- _Given task_
Print every line of the data below word for word, leaving out the pictures.

═══

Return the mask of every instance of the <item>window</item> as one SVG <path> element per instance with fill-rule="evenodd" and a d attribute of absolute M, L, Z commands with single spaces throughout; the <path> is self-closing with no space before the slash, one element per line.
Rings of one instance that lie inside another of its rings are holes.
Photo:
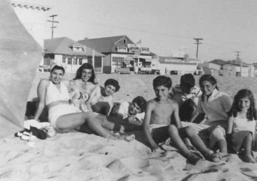
<path fill-rule="evenodd" d="M 50 55 L 50 59 L 54 59 L 54 55 L 53 54 Z"/>
<path fill-rule="evenodd" d="M 63 55 L 63 63 L 66 63 L 66 57 Z"/>
<path fill-rule="evenodd" d="M 82 58 L 79 58 L 79 65 L 82 65 Z"/>
<path fill-rule="evenodd" d="M 71 58 L 68 58 L 68 65 L 71 65 Z"/>
<path fill-rule="evenodd" d="M 117 56 L 113 57 L 113 65 L 120 65 L 121 66 L 124 57 L 119 57 Z"/>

═══

- _Reply_
Return the mask of every instance of the <item>window</item> as one SVG <path> element per instance with fill-rule="evenodd" and a d attribute of absolute M, L, Z commands with single spaces throughout; the <path> is self-closing with no space before the slash, one element per line.
Rings of one instance that lie inside another of its rings are holes.
Photo:
<path fill-rule="evenodd" d="M 50 55 L 50 59 L 54 59 L 54 55 L 53 54 Z"/>
<path fill-rule="evenodd" d="M 63 55 L 63 63 L 66 63 L 66 57 Z"/>
<path fill-rule="evenodd" d="M 82 58 L 79 58 L 79 65 L 82 65 Z"/>
<path fill-rule="evenodd" d="M 71 58 L 68 58 L 68 65 L 71 65 Z"/>
<path fill-rule="evenodd" d="M 117 56 L 113 57 L 113 65 L 120 65 L 121 66 L 124 57 L 119 57 Z"/>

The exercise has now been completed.